— TEXTO DE LEITURA —
————————

O índice de confiança é um dos mais baixos da história. E a taxa de desemprego tem batido recorde todo o mês. Pior, não há sinais de inversão deste cenário no curto prazo.
O Índice Nacional de Confiança da Associação Comercial de São Paulo (INC/Ipsos) atingiu 70 pontos em junho. A escala vai de zero a 200 pontos. De zero a 100 pontos, o índice está no campo do pessimismo e, de 100 a 200 pontos, do otimismo.
O índice de junho subiu quatro pontos em relação ao registrado em maio, uma boa notícia. Porém, está 30 pontos abaixo do de junho de 2015. Só como base de comparação, em junho de 2012, antes das manifestações da população, o indicador estava na casa dos 150 a 160 pontos e, em junho de 2015, em 100 pontos.

————————

— DADOS FORNECIDOS —

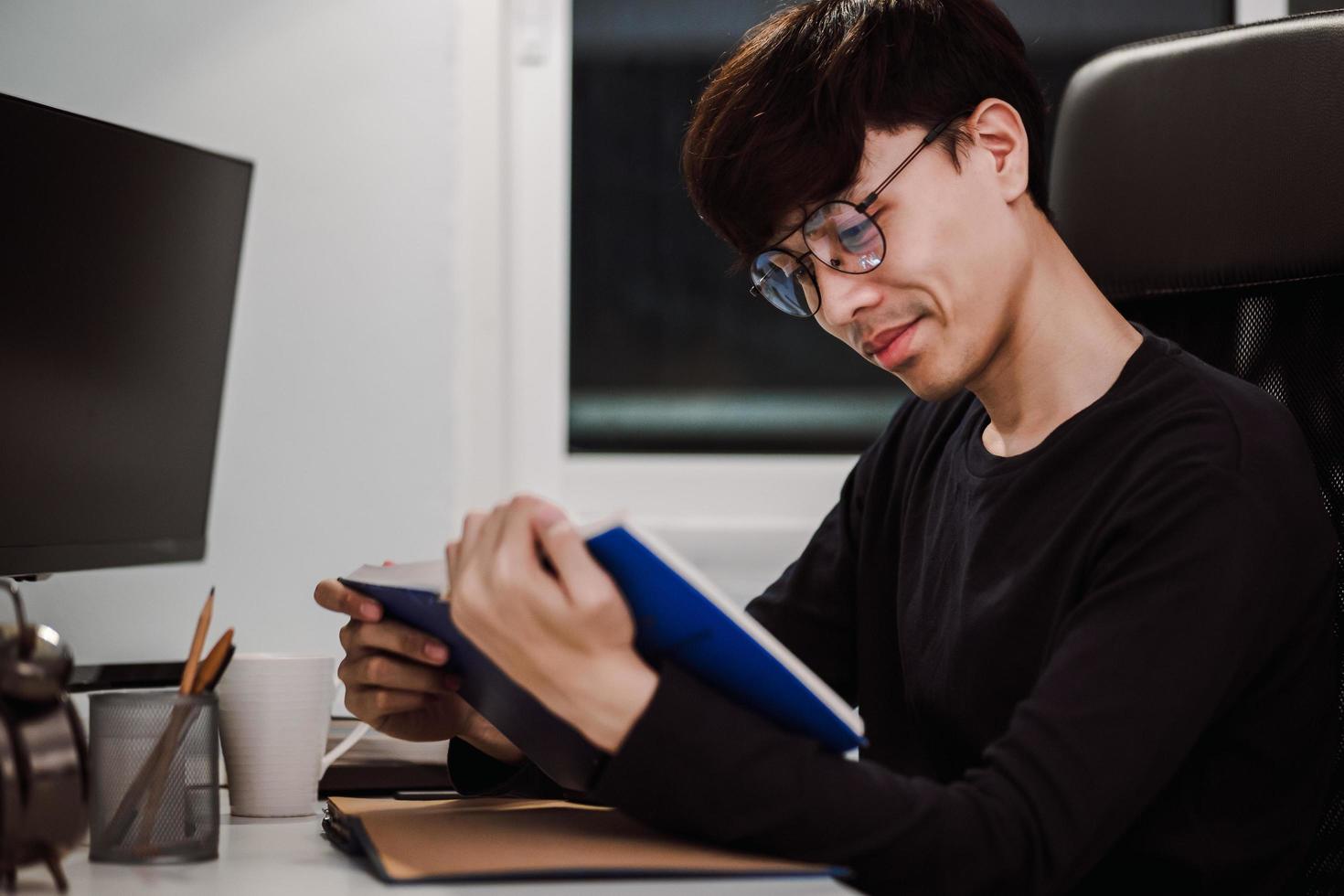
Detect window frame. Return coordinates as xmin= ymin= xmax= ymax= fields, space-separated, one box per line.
xmin=449 ymin=0 xmax=1287 ymax=598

————————

— TAREFA SOLICITADA —
Escreva, por favor, a continuação do texto sobre o índice de confiança, começando logo após a última frase dele. As linhas não têm nenhum papel nesta atividade.

— RESULTADO DA TAREFA —
“Com o afastamento da presidente Dilma melhorou um pouco a confiança do consumidor, mas, dificilmente, o índice volta para 100 pontos neste ano. Para a confiança melhorar, é preciso ter uma queda continua no número de demissões”, afirma Emílio Alfieri, economista da Associação Comercial de São Paulo (ACSP).
A taxa de desocupação no Brasil ficou em 11,2% no trimestre encerrado em maio deste ano, de acordo com a Pnad Contínua/IBGE. Em igual período de 2015, a taxa estava em 8,1%.
“Com a criação de postos de trabalho, mesmo que seja ao redor de mil vagas, é possível que o consumidor entenda que o pior já passou e volte a comprar mais. A expectativa é que, até a virada do ano, a confiança atinja um nível neutro, ao redor de 100 pontos”, diz Alfieri.
Se a confiança do consumidor estivesse alta, muito provavelmente, as vendas da rede Magazine Luiza estariam, atualmente, pelo menos 20% maiores, de acordo com Luiza Helena. No ano passado, a rede faturou R$ 10,5 bilhões.
Se o desemprego não estivesse tão elevado, a Lojas Cem iria fechar este ano com faturamento de quase R$ 2 bilhões a mais, de acordo com Natale.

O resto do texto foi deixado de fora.